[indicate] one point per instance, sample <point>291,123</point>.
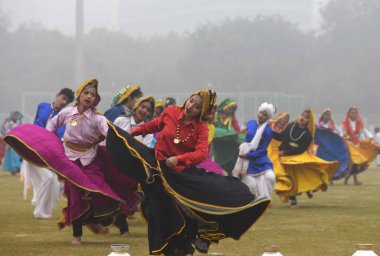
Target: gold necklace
<point>74,120</point>
<point>178,139</point>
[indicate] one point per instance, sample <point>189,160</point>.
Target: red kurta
<point>191,152</point>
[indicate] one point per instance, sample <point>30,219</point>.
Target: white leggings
<point>262,184</point>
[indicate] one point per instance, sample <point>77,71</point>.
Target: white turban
<point>241,165</point>
<point>269,108</point>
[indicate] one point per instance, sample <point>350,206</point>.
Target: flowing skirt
<point>179,206</point>
<point>226,148</point>
<point>97,190</point>
<point>12,161</point>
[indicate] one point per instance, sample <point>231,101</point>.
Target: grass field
<point>329,224</point>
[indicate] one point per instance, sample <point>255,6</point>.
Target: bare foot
<point>76,240</point>
<point>126,234</point>
<point>98,228</point>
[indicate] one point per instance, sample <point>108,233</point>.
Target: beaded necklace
<point>178,138</point>
<point>73,121</point>
<point>291,131</point>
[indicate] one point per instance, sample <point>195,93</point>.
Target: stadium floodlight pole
<point>79,55</point>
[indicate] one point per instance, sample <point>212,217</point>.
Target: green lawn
<point>329,224</point>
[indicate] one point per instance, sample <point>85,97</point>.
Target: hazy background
<point>295,53</point>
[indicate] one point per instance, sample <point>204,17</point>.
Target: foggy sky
<point>146,17</point>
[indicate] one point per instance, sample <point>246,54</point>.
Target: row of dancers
<point>111,163</point>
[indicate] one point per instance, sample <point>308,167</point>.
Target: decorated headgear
<point>150,99</point>
<point>208,101</point>
<point>228,103</point>
<point>90,82</point>
<point>123,94</point>
<point>269,108</point>
<point>169,101</point>
<point>311,127</point>
<point>326,110</point>
<point>277,120</point>
<point>159,103</point>
<point>359,125</point>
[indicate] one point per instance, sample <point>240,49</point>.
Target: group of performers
<point>168,159</point>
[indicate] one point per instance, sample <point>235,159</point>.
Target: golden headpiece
<point>208,101</point>
<point>92,82</point>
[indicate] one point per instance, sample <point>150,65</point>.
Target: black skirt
<point>179,206</point>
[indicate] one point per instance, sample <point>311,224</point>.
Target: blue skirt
<point>12,161</point>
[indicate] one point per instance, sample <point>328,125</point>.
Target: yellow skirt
<point>365,152</point>
<point>300,173</point>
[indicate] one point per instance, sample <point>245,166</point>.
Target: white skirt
<point>262,184</point>
<point>46,189</point>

____

What is expected:
Repeat each record verbatim, pictures excluded.

Reply:
[indicate] one point per instance, sample <point>291,123</point>.
Target: gold necklace
<point>74,120</point>
<point>178,139</point>
[indicate] one point per instance, sample <point>189,160</point>.
Target: red kurta
<point>191,152</point>
[indicate] one point per instance, sample <point>30,219</point>.
Target: white leggings
<point>262,184</point>
[indicate] one point per instance, sample <point>77,71</point>.
Target: white turban
<point>241,165</point>
<point>269,108</point>
[indicate] one point per instance, sample <point>350,206</point>.
Target: flowing skirt
<point>179,206</point>
<point>226,148</point>
<point>97,190</point>
<point>12,161</point>
[indicate] one point per instance, sample <point>231,101</point>.
Target: grass field
<point>329,224</point>
[indicate] one point per instance, sample <point>255,6</point>.
Target: bare foot
<point>76,240</point>
<point>126,234</point>
<point>98,228</point>
[indicate] one point per instance, sample <point>108,233</point>.
Target: beaded necklace
<point>178,138</point>
<point>73,121</point>
<point>291,131</point>
[indicate] one point per instance, sample <point>195,93</point>.
Target: stadium floodlight pole
<point>79,55</point>
[indicate] one point per instance, sample <point>212,217</point>.
Target: green lawn
<point>329,224</point>
[indicate] one point per instance, sample <point>85,97</point>.
Target: hazy background
<point>295,53</point>
[indicate] one point per instance, sample <point>204,17</point>.
Target: foggy sky
<point>146,17</point>
[indicate] one point per instance, sample <point>246,54</point>.
Target: row of dancers
<point>111,163</point>
[indicate] one point per instance, sample <point>308,167</point>.
Target: decorated headgear
<point>150,99</point>
<point>208,101</point>
<point>228,103</point>
<point>90,82</point>
<point>123,94</point>
<point>269,108</point>
<point>169,101</point>
<point>311,127</point>
<point>326,110</point>
<point>277,120</point>
<point>159,103</point>
<point>359,125</point>
[indicate] one point per instance, sample <point>240,49</point>.
Target: group of performers
<point>168,159</point>
[indicate] one point per instance, sample <point>235,159</point>.
Target: golden headpiece
<point>208,101</point>
<point>92,82</point>
[indicate] one point per instance, sample <point>150,65</point>.
Target: black skirt
<point>179,206</point>
[indicate] one point per instance, sample <point>311,224</point>.
Target: blue skirt
<point>12,161</point>
[indicate] one point per instance, sample <point>328,125</point>.
Target: yellow skirt
<point>365,152</point>
<point>300,173</point>
[indicate] one point per instance, sample <point>245,166</point>.
Target: white skirt
<point>262,184</point>
<point>46,189</point>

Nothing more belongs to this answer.